◆ What you should do ◆
Every record must be transcribed in its entirety, apart from the images, which are to be omitted.

(Information)

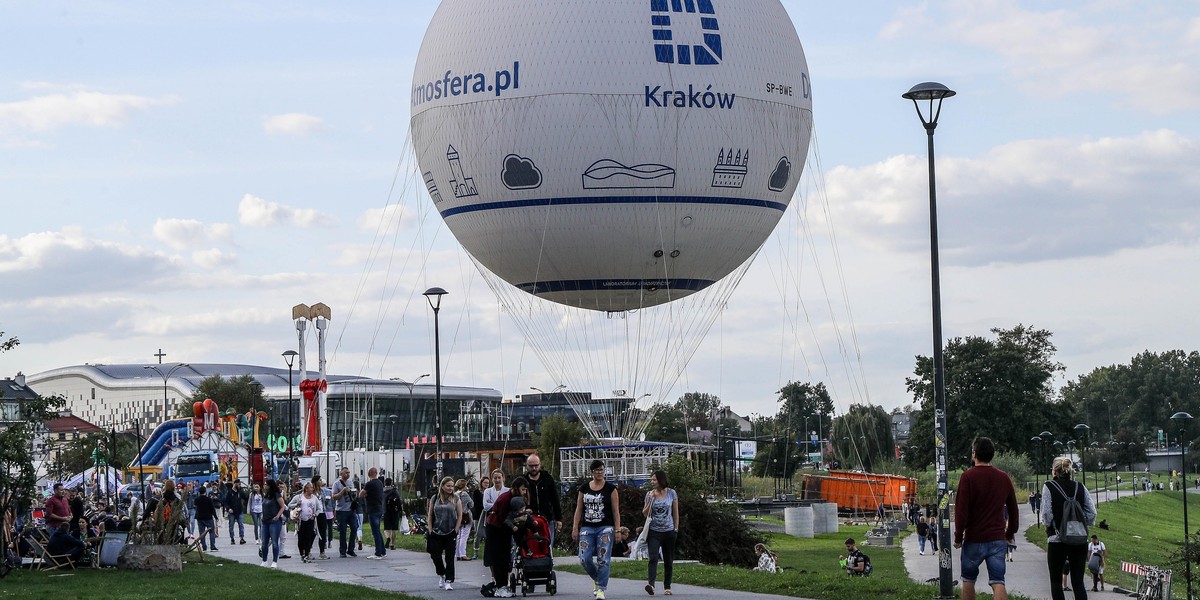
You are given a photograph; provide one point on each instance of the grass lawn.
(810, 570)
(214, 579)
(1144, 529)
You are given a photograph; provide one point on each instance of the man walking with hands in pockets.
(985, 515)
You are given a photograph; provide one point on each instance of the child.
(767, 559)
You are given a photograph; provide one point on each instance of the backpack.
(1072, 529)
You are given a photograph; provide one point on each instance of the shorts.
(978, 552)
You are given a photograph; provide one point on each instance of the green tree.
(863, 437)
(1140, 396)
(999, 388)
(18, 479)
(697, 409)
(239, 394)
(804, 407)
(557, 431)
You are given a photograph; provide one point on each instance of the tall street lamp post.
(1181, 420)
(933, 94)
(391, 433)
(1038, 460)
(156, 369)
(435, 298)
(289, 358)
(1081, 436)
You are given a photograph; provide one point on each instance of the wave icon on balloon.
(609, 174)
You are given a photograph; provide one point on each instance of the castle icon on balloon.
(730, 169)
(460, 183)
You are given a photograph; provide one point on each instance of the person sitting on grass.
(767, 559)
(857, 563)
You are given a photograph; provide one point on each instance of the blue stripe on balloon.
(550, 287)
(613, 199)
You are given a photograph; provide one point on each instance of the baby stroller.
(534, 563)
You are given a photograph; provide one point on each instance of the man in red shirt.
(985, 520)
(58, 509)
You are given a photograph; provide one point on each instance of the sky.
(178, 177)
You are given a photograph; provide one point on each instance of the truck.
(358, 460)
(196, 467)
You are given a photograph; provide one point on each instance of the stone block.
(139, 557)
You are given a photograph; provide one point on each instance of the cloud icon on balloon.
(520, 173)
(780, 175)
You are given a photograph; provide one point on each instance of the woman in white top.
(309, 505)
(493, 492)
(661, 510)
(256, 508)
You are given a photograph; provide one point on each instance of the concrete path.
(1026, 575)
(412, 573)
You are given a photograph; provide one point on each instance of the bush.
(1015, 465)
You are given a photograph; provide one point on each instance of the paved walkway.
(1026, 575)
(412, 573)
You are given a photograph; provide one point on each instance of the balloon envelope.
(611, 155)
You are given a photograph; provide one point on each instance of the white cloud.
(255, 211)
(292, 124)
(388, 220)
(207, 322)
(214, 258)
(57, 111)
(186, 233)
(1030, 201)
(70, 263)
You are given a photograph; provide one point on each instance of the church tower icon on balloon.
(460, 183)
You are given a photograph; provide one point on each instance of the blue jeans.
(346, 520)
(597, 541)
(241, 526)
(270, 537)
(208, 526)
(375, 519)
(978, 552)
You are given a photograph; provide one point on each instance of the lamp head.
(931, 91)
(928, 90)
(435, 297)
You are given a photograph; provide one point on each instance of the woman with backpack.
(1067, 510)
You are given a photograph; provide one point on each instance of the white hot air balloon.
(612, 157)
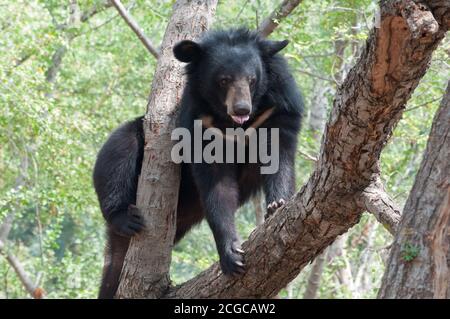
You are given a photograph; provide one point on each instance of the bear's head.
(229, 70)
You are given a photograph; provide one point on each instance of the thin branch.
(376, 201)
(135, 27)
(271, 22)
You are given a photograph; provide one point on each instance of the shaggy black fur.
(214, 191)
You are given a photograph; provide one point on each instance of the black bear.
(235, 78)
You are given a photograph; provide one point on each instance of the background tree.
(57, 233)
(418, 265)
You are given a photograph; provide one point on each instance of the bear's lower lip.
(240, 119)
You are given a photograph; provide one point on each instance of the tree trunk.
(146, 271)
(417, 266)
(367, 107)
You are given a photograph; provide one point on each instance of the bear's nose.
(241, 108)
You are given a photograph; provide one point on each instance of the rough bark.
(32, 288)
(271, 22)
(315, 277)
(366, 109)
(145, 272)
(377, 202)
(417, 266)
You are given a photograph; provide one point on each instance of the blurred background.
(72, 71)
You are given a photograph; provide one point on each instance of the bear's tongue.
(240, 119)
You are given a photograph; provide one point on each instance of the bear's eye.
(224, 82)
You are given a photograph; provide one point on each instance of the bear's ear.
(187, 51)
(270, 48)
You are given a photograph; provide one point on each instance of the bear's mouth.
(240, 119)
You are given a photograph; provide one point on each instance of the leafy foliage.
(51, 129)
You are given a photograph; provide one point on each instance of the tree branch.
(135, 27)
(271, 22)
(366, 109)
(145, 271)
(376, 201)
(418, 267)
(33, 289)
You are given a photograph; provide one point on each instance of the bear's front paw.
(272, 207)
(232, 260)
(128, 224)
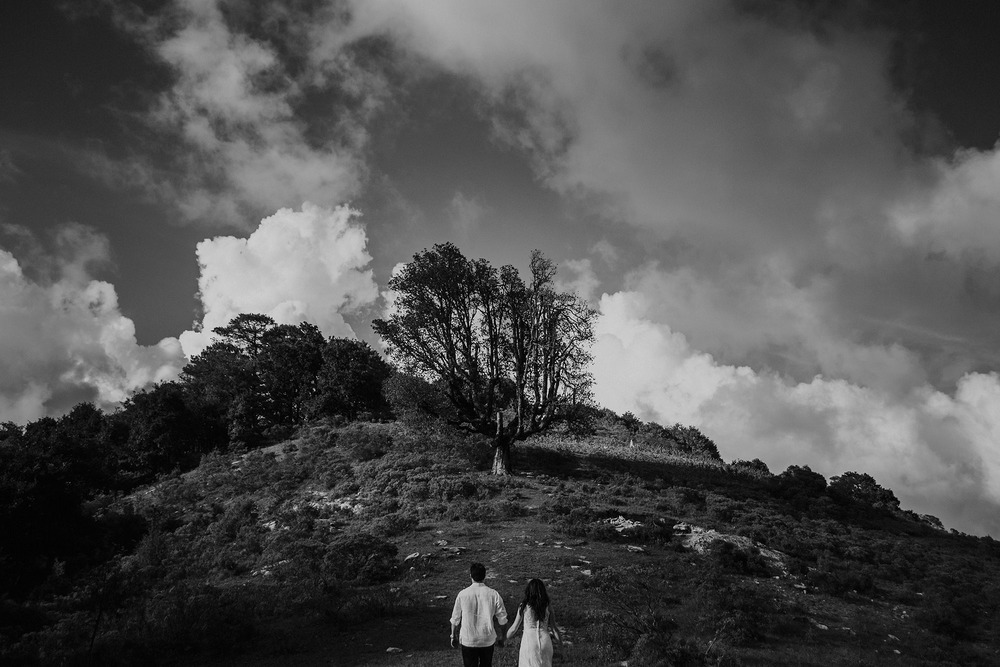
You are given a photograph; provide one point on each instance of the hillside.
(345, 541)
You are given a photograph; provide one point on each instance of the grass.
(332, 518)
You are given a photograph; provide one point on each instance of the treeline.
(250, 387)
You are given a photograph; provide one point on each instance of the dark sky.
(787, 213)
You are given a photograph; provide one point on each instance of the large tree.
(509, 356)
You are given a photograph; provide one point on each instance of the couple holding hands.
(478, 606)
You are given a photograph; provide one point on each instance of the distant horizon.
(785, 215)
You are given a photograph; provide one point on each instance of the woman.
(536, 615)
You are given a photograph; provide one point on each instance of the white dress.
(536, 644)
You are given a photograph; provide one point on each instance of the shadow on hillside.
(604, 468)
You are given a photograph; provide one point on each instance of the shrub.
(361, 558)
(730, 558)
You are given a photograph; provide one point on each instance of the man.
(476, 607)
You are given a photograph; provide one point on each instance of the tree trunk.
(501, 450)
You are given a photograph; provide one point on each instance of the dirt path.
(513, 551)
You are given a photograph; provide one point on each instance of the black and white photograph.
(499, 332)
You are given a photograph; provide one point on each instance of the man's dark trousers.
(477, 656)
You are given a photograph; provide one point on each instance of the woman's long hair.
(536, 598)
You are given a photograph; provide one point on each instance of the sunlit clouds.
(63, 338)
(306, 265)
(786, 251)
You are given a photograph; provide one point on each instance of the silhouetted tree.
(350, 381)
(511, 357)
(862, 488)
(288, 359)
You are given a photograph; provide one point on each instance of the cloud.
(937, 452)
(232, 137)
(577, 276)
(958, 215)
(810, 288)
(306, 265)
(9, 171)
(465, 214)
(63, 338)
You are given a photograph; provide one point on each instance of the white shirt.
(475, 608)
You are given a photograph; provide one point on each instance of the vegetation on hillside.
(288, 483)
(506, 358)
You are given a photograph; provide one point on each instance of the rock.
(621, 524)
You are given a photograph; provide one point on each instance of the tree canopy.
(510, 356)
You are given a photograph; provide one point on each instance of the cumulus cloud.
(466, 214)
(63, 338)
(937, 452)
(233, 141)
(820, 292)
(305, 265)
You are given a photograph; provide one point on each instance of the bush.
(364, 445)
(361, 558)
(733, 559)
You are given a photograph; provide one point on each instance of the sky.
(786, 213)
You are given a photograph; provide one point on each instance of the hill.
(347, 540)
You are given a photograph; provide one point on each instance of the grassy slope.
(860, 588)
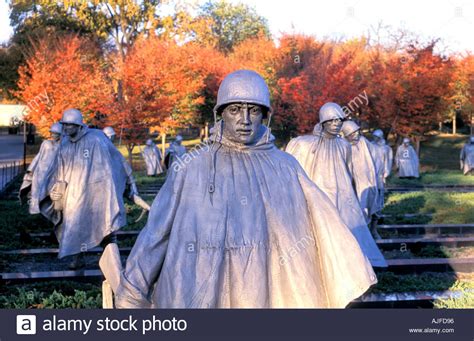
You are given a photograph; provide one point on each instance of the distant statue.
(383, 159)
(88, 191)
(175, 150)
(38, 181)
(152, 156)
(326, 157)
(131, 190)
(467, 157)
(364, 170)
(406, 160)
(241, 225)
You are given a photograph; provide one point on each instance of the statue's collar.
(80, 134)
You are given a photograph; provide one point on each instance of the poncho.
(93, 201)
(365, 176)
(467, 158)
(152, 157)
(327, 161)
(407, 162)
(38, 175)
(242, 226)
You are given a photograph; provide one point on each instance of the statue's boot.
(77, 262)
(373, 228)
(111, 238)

(End Information)

◆ Exercise solution ◆
You are given a photograph; provide one point on each instance of the grass lawn.
(810, 570)
(214, 579)
(1144, 529)
You are given a photograph; provide one point on each instance of the man walking with hands in pockets.
(985, 515)
You are given a photograph; provide one point on each instance of the child.
(767, 559)
You are given a photograph; provide one point on each instance of the backpack.
(1072, 529)
You are given a photograph; provide one point on each instance of the shorts.
(978, 552)
You are given a photograph; provide one point on each instance of the green tree.
(863, 437)
(1140, 396)
(999, 388)
(18, 479)
(697, 409)
(239, 394)
(804, 407)
(557, 431)
You are given a photograph; provide one point on each instance of the tall street lamp post.
(1181, 420)
(933, 94)
(391, 433)
(1038, 460)
(156, 369)
(435, 298)
(289, 358)
(1081, 436)
You are given a photograph; provide one point on each instance of the wave icon on balloon.
(609, 174)
You are given a photograph; provide one point on each instance of the castle icon on balloon.
(730, 169)
(460, 183)
You are given a photograph; provide one point on each instance of the person sitting on grass.
(767, 559)
(857, 563)
You are given a photograph; provide one point on each instance of the blue stripe on balloon.
(550, 287)
(613, 199)
You are given a photograph; provide one point on each instance of the baby stroller.
(534, 563)
You are given a photograph; provide one point on each instance of the man in red shirt.
(985, 520)
(58, 509)
You are given a photograph; provide one point on each instance of the sky.
(178, 177)
You are given a photograph; provide one point on each instance of the truck.
(358, 460)
(196, 467)
You are given a photograph; provide one point on each instance of the stone block.
(139, 557)
You are given a photograph; provide one point on each instance of the cloud icon on balloon.
(520, 173)
(780, 175)
You are given a photograph; provide one point on each instance of the woman in white top.
(309, 505)
(493, 492)
(661, 510)
(256, 508)
You are given a photograph; provide one point on each instance of the concrete path.
(1026, 575)
(412, 573)
You are given a photograph; provide one point on each instance of the bush.
(1015, 465)
You are given a photograph; provide one point on each instance of the paved walkway.
(1026, 575)
(412, 573)
You are given a photograph; provide one point on each instance of the balloon envelope.
(611, 155)
You are given a photograph; provide one point on each instance of the white cloud.
(255, 211)
(292, 124)
(388, 220)
(207, 322)
(214, 258)
(57, 111)
(186, 233)
(1030, 201)
(70, 263)
You are given a photograph; provide one point on each instance of the church tower icon on balloon.
(460, 183)
You are given a photograph; provide one point on each instance of the blue jeans.
(346, 520)
(597, 541)
(241, 526)
(270, 537)
(208, 526)
(375, 519)
(978, 552)
You are given a photograph; provide one point on each instance of the lamp head.
(931, 91)
(928, 90)
(435, 297)
You are given a photograph; provide one point on each instance of the woman with backpack.
(1067, 510)
You are given a photograph; provide one point on each instance of the white hot air balloon.
(612, 157)
You are given a photograph; provide one point on each instance of the bear's head.
(229, 70)
You are given a photograph; provide one point on each instance of the thin branch.
(376, 201)
(135, 27)
(271, 22)
You are given a photograph; provide one point on each instance of the shaggy black fur.
(214, 191)
You are given a photograph; provide one point on each instance of the black bear.
(235, 78)
You are given a photograph; provide one point on each instance of the background tree.
(57, 233)
(418, 265)
You are given a photograph; provide one point on each instance of the bear's lower lip.
(240, 119)
You are given a photograph; provide one point on each instance of the tree trunk.
(146, 271)
(417, 266)
(367, 107)
You are given a photograph; provide one point on each instance of the bear's nose.
(241, 108)
You are given a photograph; provide one point on each instance of the rough bark.
(32, 288)
(271, 22)
(315, 277)
(366, 109)
(145, 272)
(377, 202)
(417, 266)
You are given a photograph; provide one point on each instance of the blurred background.
(72, 71)
You are given a photograph; provide one point on each instance of the bear's tongue.
(240, 119)
You are given a photograph; provide one point on each instance of the bear's eye.
(224, 82)
You are given a photograph; provide one point on each instance of the bear's ear.
(187, 51)
(270, 48)
You are given a photograph; provide one point on each instance of the bear's mouth.
(240, 119)
You are given a photograph; provide one point on each instance of the leafy foliage.
(51, 129)
You are given a photograph; provide one point on each instance of the tree branch.
(135, 27)
(271, 22)
(366, 109)
(145, 271)
(376, 201)
(418, 267)
(33, 289)
You are given a photograph; provide one point on each instance of the bear's front paw.
(272, 207)
(232, 260)
(128, 224)
You are given a photograph; provide one point on each instance of the hillside.
(345, 541)
You are given a photograph; provide one point on each instance of the grass.
(332, 518)
You are given a photograph; provide one point on each instance of the treeline.
(250, 387)
You are given a photograph; provide one point on each instance of the dark sky.
(787, 213)
You are given a photograph; provide one point on each instance of the large tree.
(509, 356)
You are given a photograph; provide one point on each instance of the couple holding hands.
(478, 606)
You are given a photograph; provide one point on each instance of the distant horizon.
(785, 215)
You are given a photograph; provide one point on each instance of the woman.
(536, 615)
You are given a photograph; provide one point on each instance of the white dress.
(536, 644)
You are given a photograph; provide one point on each instance of the shadow on hillside.
(604, 468)
You are given a photograph; provide one point on each instance of the shrub.
(361, 558)
(730, 558)
You are given a photograph; provide one point on each instance of the man.
(476, 607)
You are given a photograph; provide one point on each instance of the tree trunk.
(501, 450)
You are given a photograph; provide one point on each instance of the dirt path.
(513, 551)
You are given a photograph; provide one point on each instance of the black and white photograph.
(499, 332)
You are given a photograph; provide one point on each instance of the man's dark trousers.
(477, 656)
You are given a photograph; provide one point on each instance of the woman's long hair.
(536, 598)
You are given a photograph; provide one point on each instance of the sunlit clouds.
(63, 338)
(306, 265)
(786, 251)
You are given a photograph; provide one point on each instance of the silhouetted tree.
(350, 381)
(511, 357)
(862, 488)
(288, 359)
You are given a photograph; provide one point on each instance of the cloud.
(937, 452)
(232, 137)
(577, 276)
(958, 215)
(810, 288)
(306, 265)
(9, 171)
(465, 214)
(63, 338)
You are given a photograph; provide one point on each instance of the white shirt.
(475, 608)
You are given a photograph; provide one point on each instance of the vegetation on hillside.
(288, 483)
(506, 358)
You are given a photograph; provide one point on each instance of the rock.
(621, 524)
You are given a photograph; provide one point on each instance of the tree canopy.
(510, 356)
You are given a photograph; provide one point on each instance of the cumulus cloud.
(466, 214)
(63, 338)
(937, 452)
(233, 141)
(820, 292)
(305, 265)
You are given a photograph; provide one point on each instance of the bush.
(364, 445)
(361, 558)
(733, 559)
You are given a photograph; provide one point on each instance of the sky.
(786, 213)
You are given a photograph; provide one point on each instance of the hill.
(347, 540)
You are given a photograph; provide one point on each instance of the grassy slope.
(860, 588)
You are given a photograph; provide one point on each instance of the distant statue.
(383, 159)
(88, 191)
(175, 150)
(38, 181)
(152, 156)
(326, 157)
(131, 190)
(467, 157)
(364, 170)
(406, 160)
(241, 225)
You are given a photograph; provide one point on each instance of the statue's collar.
(80, 134)
You are given a photograph; provide one point on each instance of the poncho.
(93, 201)
(365, 176)
(467, 158)
(152, 157)
(327, 161)
(407, 162)
(38, 175)
(242, 226)
You are given a photograph; provide one point on each instance of the statue's boot.
(77, 262)
(373, 228)
(111, 238)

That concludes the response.